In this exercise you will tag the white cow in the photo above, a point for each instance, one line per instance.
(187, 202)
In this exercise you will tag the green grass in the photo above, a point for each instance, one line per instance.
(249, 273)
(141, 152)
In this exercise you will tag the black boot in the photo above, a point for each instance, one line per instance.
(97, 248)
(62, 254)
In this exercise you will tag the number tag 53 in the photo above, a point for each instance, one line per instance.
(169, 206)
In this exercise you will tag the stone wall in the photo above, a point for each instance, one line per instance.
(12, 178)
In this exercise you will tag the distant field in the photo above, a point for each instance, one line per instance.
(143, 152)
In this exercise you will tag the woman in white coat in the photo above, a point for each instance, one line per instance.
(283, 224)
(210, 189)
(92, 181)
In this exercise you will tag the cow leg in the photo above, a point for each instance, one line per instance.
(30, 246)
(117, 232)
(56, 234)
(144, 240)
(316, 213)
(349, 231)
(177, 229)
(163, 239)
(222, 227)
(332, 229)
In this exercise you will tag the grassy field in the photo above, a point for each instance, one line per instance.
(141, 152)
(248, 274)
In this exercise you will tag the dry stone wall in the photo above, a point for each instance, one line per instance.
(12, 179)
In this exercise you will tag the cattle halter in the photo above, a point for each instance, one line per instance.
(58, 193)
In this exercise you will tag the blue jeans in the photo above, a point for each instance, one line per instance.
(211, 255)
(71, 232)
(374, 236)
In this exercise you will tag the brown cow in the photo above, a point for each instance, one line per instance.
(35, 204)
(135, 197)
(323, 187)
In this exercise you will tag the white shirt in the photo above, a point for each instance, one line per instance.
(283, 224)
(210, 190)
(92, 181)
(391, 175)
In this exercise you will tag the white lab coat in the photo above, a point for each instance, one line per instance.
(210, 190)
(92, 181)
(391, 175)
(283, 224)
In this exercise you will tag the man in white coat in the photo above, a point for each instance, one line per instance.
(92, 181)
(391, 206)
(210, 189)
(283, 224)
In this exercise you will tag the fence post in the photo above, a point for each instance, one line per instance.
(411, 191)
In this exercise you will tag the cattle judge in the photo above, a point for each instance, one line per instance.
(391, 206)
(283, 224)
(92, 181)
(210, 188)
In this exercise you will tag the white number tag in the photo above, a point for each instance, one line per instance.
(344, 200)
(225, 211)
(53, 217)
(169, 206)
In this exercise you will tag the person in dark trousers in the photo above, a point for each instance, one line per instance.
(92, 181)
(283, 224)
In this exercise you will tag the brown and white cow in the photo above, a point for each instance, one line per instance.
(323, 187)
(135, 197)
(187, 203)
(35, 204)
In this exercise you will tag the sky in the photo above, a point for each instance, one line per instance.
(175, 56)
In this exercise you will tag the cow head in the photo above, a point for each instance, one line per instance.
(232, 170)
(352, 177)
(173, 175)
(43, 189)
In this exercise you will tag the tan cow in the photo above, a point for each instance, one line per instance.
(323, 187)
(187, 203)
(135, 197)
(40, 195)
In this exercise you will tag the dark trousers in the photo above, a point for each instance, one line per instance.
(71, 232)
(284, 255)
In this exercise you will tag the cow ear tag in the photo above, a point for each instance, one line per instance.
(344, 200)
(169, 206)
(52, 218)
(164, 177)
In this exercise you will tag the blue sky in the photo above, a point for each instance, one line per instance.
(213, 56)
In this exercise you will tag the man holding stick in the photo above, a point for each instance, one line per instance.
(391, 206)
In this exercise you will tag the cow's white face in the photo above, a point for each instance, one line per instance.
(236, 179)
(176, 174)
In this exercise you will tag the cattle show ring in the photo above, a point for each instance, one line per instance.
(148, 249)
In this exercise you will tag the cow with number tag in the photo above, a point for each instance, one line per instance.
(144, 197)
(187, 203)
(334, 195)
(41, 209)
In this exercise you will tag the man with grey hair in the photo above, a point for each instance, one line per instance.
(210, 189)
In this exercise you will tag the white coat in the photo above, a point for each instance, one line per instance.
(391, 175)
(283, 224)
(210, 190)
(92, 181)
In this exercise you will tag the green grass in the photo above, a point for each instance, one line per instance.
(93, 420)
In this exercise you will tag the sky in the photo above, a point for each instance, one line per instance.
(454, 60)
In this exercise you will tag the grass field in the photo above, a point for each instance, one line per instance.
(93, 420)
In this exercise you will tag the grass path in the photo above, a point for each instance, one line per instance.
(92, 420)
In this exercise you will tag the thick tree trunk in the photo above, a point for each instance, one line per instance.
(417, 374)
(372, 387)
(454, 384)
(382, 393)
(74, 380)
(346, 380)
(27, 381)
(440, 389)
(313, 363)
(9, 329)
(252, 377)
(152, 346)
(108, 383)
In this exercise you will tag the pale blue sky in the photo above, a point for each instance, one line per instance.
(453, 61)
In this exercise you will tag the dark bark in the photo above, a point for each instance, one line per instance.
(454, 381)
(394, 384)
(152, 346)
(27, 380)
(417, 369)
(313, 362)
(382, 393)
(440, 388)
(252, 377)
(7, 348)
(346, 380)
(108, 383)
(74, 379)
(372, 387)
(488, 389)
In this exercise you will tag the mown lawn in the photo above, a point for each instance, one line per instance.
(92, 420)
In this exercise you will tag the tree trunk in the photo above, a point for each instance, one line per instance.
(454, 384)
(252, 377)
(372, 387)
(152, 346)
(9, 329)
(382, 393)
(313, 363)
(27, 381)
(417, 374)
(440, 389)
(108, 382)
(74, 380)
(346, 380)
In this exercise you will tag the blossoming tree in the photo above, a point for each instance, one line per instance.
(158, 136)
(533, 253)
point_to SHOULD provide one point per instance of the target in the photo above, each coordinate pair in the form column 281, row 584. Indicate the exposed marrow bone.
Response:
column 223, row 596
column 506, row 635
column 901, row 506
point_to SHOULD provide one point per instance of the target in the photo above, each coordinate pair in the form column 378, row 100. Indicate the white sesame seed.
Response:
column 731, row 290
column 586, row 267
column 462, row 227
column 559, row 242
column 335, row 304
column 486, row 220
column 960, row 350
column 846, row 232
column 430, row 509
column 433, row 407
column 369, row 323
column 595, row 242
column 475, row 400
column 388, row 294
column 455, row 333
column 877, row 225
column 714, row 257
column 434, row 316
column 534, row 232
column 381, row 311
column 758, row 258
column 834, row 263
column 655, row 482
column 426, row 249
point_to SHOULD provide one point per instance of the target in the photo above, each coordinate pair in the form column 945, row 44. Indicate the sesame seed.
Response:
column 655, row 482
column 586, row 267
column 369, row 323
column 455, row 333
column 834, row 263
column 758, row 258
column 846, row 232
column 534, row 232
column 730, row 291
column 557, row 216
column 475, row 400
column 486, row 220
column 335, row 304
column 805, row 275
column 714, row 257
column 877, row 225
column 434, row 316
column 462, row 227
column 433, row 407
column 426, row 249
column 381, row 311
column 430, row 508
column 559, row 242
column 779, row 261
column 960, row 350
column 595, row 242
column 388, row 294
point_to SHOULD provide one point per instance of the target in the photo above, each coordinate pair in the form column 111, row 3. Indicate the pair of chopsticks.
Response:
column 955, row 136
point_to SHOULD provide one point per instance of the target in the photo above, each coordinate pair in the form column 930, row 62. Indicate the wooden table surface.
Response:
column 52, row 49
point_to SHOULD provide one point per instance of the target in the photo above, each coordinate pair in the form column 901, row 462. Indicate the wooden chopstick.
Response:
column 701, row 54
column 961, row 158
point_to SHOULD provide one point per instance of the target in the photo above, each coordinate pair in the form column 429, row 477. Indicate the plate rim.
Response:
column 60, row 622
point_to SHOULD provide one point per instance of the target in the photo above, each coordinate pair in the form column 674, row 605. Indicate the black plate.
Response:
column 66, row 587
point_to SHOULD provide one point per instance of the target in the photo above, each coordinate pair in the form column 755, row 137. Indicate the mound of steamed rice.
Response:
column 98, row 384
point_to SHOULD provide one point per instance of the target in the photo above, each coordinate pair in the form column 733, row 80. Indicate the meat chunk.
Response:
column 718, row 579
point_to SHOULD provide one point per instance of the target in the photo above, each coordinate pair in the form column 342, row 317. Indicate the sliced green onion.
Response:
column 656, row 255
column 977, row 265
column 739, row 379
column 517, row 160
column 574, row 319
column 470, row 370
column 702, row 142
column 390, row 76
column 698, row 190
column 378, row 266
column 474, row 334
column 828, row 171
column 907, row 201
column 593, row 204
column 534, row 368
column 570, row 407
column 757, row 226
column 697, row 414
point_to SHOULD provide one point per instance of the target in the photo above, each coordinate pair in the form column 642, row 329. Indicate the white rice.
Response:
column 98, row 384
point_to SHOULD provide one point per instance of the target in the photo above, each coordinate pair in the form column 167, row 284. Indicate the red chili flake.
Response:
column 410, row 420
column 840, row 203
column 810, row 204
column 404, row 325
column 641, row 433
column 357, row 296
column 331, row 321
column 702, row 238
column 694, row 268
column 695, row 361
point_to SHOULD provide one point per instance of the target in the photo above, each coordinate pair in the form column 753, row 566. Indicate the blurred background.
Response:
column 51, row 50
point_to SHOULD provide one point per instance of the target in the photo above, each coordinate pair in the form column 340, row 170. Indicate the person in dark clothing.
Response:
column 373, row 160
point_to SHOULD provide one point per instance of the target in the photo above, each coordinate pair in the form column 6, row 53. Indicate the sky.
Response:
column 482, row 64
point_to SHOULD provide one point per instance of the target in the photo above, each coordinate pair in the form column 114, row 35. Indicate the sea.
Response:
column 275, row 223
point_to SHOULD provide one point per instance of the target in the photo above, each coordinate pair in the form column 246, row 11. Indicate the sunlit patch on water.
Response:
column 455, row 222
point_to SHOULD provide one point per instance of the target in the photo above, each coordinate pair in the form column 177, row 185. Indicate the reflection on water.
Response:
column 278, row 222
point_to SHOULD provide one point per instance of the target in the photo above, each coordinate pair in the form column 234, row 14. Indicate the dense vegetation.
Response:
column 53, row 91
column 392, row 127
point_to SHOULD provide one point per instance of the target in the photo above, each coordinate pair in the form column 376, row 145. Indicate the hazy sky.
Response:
════════════════
Should a line in the material contain "sesame", copy it.

» YOUR SOLUTION:
point_to SHOULD provide one point per instance of the target in the photo above, each coordinate pair in the form column 378, row 100. Indicate the white sesame seed.
point_to SHOULD provide one point per instance of the target in the photo above, each coordinate pair in the form column 945, row 44. Indicate the sesame seed.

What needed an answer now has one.